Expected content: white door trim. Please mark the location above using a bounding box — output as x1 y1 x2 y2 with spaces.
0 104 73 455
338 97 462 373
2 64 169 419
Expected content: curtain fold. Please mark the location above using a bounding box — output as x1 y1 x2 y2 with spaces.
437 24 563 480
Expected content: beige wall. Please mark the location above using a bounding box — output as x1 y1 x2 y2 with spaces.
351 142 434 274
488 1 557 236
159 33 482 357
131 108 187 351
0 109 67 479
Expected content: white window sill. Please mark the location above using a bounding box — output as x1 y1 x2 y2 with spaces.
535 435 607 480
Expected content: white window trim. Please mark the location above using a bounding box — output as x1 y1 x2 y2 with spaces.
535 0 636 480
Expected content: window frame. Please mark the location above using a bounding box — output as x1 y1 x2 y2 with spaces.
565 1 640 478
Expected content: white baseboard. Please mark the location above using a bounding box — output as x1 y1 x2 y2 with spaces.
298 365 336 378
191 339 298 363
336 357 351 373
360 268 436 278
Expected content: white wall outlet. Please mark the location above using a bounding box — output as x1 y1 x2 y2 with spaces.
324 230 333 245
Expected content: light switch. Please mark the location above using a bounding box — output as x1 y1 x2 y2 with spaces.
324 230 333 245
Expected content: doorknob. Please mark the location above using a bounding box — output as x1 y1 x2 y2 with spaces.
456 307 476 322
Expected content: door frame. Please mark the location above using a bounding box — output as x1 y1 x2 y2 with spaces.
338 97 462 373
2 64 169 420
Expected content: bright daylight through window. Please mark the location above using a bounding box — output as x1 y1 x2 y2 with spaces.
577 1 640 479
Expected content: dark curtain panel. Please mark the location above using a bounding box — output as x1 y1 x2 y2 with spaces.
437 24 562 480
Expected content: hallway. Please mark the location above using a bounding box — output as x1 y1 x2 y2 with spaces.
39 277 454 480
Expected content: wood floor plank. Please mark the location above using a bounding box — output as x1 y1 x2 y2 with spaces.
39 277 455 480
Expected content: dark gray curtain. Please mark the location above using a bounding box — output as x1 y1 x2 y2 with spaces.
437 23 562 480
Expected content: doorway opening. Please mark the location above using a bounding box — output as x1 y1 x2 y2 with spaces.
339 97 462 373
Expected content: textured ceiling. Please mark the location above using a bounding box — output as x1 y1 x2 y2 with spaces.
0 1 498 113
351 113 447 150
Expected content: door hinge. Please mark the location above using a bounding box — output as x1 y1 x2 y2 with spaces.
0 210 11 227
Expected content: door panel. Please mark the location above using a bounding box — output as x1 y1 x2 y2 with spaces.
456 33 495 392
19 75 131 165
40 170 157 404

* * *

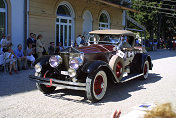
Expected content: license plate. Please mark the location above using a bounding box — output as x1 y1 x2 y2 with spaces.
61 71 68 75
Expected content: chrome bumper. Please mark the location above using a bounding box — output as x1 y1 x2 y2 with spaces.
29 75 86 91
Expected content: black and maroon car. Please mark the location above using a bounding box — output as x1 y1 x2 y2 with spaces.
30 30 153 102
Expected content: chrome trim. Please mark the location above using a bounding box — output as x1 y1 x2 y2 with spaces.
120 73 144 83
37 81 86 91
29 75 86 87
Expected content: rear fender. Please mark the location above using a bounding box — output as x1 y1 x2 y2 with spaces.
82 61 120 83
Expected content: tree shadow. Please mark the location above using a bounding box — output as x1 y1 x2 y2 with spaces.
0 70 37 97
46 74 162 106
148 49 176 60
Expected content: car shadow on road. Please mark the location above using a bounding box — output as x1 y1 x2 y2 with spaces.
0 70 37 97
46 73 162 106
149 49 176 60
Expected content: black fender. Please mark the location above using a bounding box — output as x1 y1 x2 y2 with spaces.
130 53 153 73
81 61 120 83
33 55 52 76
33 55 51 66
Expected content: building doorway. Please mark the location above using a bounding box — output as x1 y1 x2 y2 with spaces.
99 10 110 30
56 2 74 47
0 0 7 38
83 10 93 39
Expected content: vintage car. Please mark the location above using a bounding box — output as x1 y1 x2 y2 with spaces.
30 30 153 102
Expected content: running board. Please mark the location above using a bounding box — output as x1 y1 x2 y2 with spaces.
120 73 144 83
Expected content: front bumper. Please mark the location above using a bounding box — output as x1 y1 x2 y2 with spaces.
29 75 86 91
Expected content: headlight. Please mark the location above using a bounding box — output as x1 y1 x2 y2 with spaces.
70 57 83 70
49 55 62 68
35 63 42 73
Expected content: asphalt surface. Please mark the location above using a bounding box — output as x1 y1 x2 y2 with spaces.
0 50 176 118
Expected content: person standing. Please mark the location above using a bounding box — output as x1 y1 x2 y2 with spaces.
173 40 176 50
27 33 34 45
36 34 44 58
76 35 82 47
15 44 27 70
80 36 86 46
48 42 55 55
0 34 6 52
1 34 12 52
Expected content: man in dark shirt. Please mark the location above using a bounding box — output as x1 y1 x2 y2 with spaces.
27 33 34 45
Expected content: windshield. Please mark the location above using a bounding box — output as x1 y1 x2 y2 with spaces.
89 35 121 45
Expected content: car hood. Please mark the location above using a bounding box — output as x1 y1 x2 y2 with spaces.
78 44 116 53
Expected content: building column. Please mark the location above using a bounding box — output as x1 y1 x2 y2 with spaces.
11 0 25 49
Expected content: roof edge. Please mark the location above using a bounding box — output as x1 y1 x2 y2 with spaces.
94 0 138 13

> [EXERCISE INSTRUCTIONS] Revise the material above, everything from the line containing "Expected content: window" down to the line containing "577 1 640 479", by replacing "doorknob" with "door handle" and leaving all else unchanged. Give only those lines.

> [EXERCISE ANSWER]
Expected content: window frame. Please mark the location above using a bounding box — output as x1 y1 x2 y2 with spaces.
565 1 640 478
Expected content: white baseboard. Please mark the location above using a bounding box — output as x1 y1 x2 y2 with spaces.
298 365 336 378
191 339 298 363
336 357 351 373
360 268 436 278
Expected content: white wall outlet. Please mark the location above using a bounding box — output as x1 y1 x2 y2 with spaces.
324 230 333 245
Expected content: light switch. Please mark the location above using a bounding box — output as x1 y1 x2 y2 with spaces.
324 230 333 245
Expected content: door handle. Please mark the location above using a bounding box — output as x1 y1 x2 y2 with spaces.
456 307 476 322
Expected content: door frame. Please mark the location above using a bounding box — output as x1 y1 x2 y2 with spaces.
338 97 462 373
2 64 169 420
Expected content: bright daylight through window. Please mark the location above using a bounding box — output as x1 y1 x2 y2 with spaces.
577 1 640 479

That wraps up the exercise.